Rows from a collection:
-=-=-=-=-

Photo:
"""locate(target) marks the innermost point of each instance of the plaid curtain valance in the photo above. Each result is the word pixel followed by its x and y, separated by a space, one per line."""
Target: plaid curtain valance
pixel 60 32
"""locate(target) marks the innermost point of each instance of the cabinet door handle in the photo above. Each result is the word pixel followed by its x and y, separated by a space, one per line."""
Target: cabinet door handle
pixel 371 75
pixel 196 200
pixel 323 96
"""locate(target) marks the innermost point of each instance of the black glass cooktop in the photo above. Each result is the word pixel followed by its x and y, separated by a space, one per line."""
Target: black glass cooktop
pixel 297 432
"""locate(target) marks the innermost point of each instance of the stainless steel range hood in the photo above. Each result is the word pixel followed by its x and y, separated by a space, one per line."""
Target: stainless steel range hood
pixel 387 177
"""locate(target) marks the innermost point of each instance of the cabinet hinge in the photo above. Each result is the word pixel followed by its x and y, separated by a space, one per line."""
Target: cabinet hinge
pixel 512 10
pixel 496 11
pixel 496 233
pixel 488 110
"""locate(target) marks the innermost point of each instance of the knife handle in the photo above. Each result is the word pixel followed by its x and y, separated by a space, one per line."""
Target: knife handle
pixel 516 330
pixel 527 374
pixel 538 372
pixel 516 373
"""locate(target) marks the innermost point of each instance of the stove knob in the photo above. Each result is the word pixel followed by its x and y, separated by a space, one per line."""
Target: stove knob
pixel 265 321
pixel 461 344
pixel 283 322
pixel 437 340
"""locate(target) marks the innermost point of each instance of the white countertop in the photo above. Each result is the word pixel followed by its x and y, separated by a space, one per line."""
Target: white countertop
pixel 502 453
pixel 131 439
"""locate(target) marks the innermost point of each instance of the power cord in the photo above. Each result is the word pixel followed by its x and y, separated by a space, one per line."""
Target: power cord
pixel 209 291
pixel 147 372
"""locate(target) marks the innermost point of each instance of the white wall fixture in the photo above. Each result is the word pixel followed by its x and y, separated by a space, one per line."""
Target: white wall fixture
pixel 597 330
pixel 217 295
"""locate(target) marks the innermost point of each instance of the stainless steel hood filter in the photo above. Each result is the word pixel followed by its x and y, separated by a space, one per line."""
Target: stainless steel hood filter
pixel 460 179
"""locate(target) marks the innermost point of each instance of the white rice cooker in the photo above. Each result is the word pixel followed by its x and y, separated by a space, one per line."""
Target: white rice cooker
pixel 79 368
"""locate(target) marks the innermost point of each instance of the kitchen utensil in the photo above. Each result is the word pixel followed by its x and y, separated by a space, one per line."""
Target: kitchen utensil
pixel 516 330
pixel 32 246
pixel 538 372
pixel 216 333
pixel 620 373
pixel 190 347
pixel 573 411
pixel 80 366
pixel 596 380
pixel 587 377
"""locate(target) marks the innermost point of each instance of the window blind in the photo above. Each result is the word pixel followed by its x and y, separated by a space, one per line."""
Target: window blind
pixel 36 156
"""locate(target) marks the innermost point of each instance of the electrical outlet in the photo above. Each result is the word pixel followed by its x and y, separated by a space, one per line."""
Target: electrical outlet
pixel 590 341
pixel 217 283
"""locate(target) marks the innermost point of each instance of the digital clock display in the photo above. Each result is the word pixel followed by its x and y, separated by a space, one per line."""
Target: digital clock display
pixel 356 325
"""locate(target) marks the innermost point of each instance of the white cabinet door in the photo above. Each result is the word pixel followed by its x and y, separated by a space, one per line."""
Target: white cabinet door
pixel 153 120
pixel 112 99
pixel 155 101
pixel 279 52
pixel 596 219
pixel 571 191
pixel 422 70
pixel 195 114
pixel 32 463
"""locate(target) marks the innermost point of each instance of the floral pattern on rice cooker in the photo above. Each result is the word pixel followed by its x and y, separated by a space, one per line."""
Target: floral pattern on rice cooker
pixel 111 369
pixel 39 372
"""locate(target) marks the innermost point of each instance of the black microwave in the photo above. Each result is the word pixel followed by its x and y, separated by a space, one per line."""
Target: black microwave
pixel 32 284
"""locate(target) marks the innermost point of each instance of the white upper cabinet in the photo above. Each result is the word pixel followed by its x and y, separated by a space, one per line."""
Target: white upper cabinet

-=-=-=-=-

* _Challenge_
Write out all of the rows above again, word for word and line for line.

* _Reply to the task_
Photo:
"""locate(target) marks the innermost point of each instance of the plaid curtain valance in the photo above. Each result is the word pixel followed by its x and y, separated by a space, one per line."""
Target: plaid curtain valance
pixel 60 32
"""locate(target) marks the innermost point of each instance of the cabinet door handle in the photo above. Each result is the word pixel followed by its x and y, separated by a space, one per line."""
Target: cabinet door handle
pixel 371 75
pixel 196 200
pixel 323 96
"""locate(target) marks the innermost point of each instance of the black glass cooktop in the photo above. Each result is the word pixel followed by its x and y, separated by a space, one per line."""
Target: black glass cooktop
pixel 297 432
"""locate(target) marks the innermost point of each instance of the stainless steel range hood in the photo above. Each result is the word pixel followed by its x and y, separated by a space, one per line."""
Target: stainless steel range hood
pixel 387 177
"""locate(target) marks the innermost point of each instance of the cabinet hinge in the photo above. Each result is the word pixel followed by its x and y, separated by a space, one per line."""
Target: cabinet hinge
pixel 512 10
pixel 496 11
pixel 496 233
pixel 488 110
"""locate(target) marks the innermost point of each instance of the knife handle in the photo above. Each result is the word pixel followed by its x and y, separated by a space, one per line."""
Target: knife handle
pixel 516 330
pixel 527 374
pixel 538 372
pixel 516 373
"""locate(target) marks the innermost point of each instance of the stove knob in the photo above. Each result is the word pixel followed by its x and y, separated by a space, one per line."""
Target: stove knob
pixel 265 321
pixel 461 344
pixel 283 322
pixel 437 340
"""locate(target) marks the innermost point of each instance of the white countertop in the photo above. Each result is the word pixel followed by its x and y, separated by a space, one per line."""
Target: white countertop
pixel 502 453
pixel 131 439
"""locate(target) marks the innermost point of each instance of the power cord in the photo above. Each result is the word pixel followed by its x and y, separated by a space, one per line."""
Target: power cord
pixel 209 291
pixel 147 372
"""locate(target) marks the innermost point of each instance of the white wall fixture in the photo above. Each result is the word pixel followed by its x and y, separated by a space, one per line."""
Target: white wall fixture
pixel 597 330
pixel 217 295
"""locate(target) marks the innermost point of each instance of the stainless steel hood filter in the photo above. Each result is the word pixel followed by its x and y, separated by a space, one per line."""
Target: stainless steel hood filter
pixel 460 179
"""locate(target) marks the innermost point of each instance of the white rice cooker in the photo above. Each result is the word pixel followed by its x and y, separated by a space, one per line."""
Target: white rice cooker
pixel 79 368
"""locate(target) marks the innermost point of each instance of the kitchen utensil in the photo above. Each result is the word pixel followed by its x and y, separated by a space, one per line."""
Target: kitchen utensil
pixel 516 330
pixel 32 246
pixel 538 372
pixel 216 333
pixel 620 373
pixel 190 347
pixel 573 411
pixel 80 366
pixel 596 380
pixel 587 377
"""locate(target) marks the innermost point of each instance of the window blind in the photo above. Each result is the word pixel followed by its x and y, separated by a space, one per line."""
Target: window blind
pixel 36 156
"""locate(target) marks the innermost point of each instance of the electrical outlet in the photo above. Each result is the word pixel followed by its x and y, separated by a space, one per line."""
Target: electrical outlet
pixel 590 341
pixel 217 283
"""locate(target) marks the innermost point of each instance of the digital clock display in the photo above. Each result is the word pixel followed by its x and y, separated by a space, one per line."""
Target: digital clock display
pixel 356 325
"""locate(target) marks the innermost point of each instance of the white cabinet door in the photo above. Each result is the word pixel followed by its x and y, separated by a space, one per line."""
Target: white cabinet door
pixel 153 120
pixel 112 99
pixel 155 101
pixel 279 52
pixel 596 219
pixel 571 191
pixel 422 70
pixel 195 114
pixel 32 463
"""locate(target) marks the innermost point of each instance of the floral pattern on rice cooker in the photo above. Each result is the word pixel followed by its x and y, separated by a space, one per line."""
Target: floral pattern on rice cooker
pixel 111 369
pixel 39 372
"""locate(target) marks the innermost point of each instance of the black microwave in the photo above. Each result is the word pixel followed by its x and y, separated by a space, one per line."""
Target: black microwave
pixel 32 284
"""locate(target) marks the innermost point of each instance of the white upper cabinet in the photo above. Each result is the word pixel followed by its x and y, separated by a space, one per line."""
Target: white upper cabinet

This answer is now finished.